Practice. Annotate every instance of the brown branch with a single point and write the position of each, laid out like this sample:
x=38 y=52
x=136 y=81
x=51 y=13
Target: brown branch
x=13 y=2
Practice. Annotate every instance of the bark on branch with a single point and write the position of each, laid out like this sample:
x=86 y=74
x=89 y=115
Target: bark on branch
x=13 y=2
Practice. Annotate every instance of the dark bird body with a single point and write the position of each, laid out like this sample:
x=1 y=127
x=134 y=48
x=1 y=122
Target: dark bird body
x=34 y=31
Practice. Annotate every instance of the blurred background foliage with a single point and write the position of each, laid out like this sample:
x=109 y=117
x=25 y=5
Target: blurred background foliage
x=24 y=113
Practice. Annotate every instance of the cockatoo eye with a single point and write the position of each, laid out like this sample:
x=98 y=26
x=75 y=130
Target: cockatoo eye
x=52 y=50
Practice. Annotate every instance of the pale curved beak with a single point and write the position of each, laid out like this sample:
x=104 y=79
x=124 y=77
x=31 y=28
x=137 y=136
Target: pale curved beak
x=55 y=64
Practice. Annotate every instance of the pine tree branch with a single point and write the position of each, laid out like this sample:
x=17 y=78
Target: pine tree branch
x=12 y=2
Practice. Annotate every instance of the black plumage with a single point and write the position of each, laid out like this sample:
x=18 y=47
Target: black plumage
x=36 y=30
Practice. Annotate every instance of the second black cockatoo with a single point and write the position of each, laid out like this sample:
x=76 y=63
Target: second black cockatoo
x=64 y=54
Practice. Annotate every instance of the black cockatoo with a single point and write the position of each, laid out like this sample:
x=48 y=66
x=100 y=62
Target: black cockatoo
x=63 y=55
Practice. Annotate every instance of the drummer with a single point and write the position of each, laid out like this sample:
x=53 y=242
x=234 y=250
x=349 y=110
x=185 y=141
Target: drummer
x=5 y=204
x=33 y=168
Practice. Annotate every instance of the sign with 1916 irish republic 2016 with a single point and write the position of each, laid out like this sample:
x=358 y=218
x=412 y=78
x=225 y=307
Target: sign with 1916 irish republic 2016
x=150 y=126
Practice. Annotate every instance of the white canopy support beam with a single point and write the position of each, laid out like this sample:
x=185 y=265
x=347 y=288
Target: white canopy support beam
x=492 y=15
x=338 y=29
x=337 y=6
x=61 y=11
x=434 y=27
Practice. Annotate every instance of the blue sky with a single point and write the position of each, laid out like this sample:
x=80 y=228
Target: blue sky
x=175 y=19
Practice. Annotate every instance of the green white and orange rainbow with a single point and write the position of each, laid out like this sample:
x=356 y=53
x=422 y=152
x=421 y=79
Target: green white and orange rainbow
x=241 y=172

◇ ◇ ◇ ◇ ◇

From the first line to the last, retype the records exactly as they stand above.

Answer box
Practice. Annotate every instance of the brown branch with a single point and write the position of each, laid out like this sample:
x=38 y=52
x=136 y=81
x=51 y=13
Target: brown branch
x=13 y=2
Practice. Annotate every instance of the bark on branch with a single point and write the position of each, laid out like this sample:
x=86 y=74
x=89 y=115
Target: bark on branch
x=13 y=2
Practice. Annotate every instance of the dark bird body with a single point and write the position of each, laid out like this sample:
x=1 y=127
x=134 y=48
x=1 y=122
Target: dark bird body
x=34 y=31
Practice. Annotate every instance of the blurred background foliage with a single point and write the position of each, laid out like this sample:
x=109 y=117
x=25 y=5
Target: blurred background foliage
x=24 y=113
Practice. Annotate every instance of the cockatoo eye with a single point and write the position of each, laid out like this sample:
x=98 y=26
x=75 y=130
Target: cockatoo eye
x=52 y=50
Practice. Annotate every instance of the pale curved beak with a single point and write the position of each, laid out like this sample:
x=104 y=79
x=124 y=77
x=31 y=28
x=137 y=136
Target: pale curved beak
x=55 y=64
Practice. Annotate every instance of the pine tree branch with a single point and write the position of each, laid out like this sample:
x=17 y=78
Target: pine tree branch
x=12 y=2
Practice. Annotate every instance of the black plumage with a single point and write the position of each, laid out like this sample:
x=18 y=47
Target: black plumage
x=36 y=30
Practice. Annotate every instance of the second black cockatoo with a single point and write the position of each, laid out like this sample:
x=76 y=63
Target: second black cockatoo
x=64 y=54
Practice. Annotate every instance of the black cockatoo with a single point and write the position of each, laid out like this sample:
x=48 y=66
x=100 y=62
Target: black cockatoo
x=63 y=55
Practice. Annotate every instance of the drummer with a single point and write the position of each, laid out like this sample:
x=53 y=242
x=234 y=250
x=349 y=110
x=185 y=141
Target: drummer
x=5 y=204
x=33 y=168
Practice. Annotate every instance of the sign with 1916 irish republic 2016 with a single point and write the position of each, laid out like this sample:
x=358 y=218
x=412 y=78
x=225 y=307
Target: sign with 1916 irish republic 2016
x=150 y=126
Practice. Annotate every instance of the white canopy support beam with a single point and write the position of each, laid out like this sample:
x=185 y=265
x=347 y=288
Target: white canopy support beam
x=492 y=15
x=338 y=29
x=337 y=6
x=61 y=11
x=434 y=27
Practice. Annotate every instance of the blue sky with a single point and write the position of each, laid out like this sample:
x=80 y=228
Target: blue sky
x=175 y=19
Practice. Annotate every instance of the green white and orange rainbow with a single point and write the position of each, laid out like this sample:
x=356 y=53
x=422 y=152
x=421 y=79
Target: green white and orange rainbow
x=241 y=172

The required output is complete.